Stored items
§ §
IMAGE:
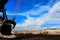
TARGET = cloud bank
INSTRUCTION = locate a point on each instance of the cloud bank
(50, 15)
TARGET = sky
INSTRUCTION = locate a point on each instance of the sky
(34, 14)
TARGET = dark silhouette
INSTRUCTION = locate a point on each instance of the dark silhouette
(7, 25)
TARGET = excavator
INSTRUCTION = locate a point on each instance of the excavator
(6, 25)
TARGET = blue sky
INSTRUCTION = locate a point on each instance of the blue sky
(35, 14)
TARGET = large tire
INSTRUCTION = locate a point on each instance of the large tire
(6, 28)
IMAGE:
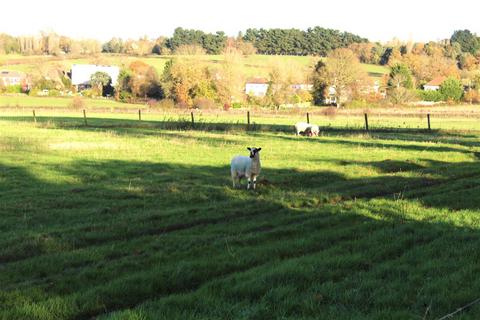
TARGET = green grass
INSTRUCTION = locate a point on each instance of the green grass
(129, 220)
(254, 65)
(59, 102)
§ §
→ **Brief**: Return all lines above that mention the word "TARGET".

→ **Response to the exercise**:
TARGET = cloud bank
TARGET = sky
TARGET = dark silhouette
TARGET = excavator
TARGET = blue sky
TARGET = large tire
TARGET = green grass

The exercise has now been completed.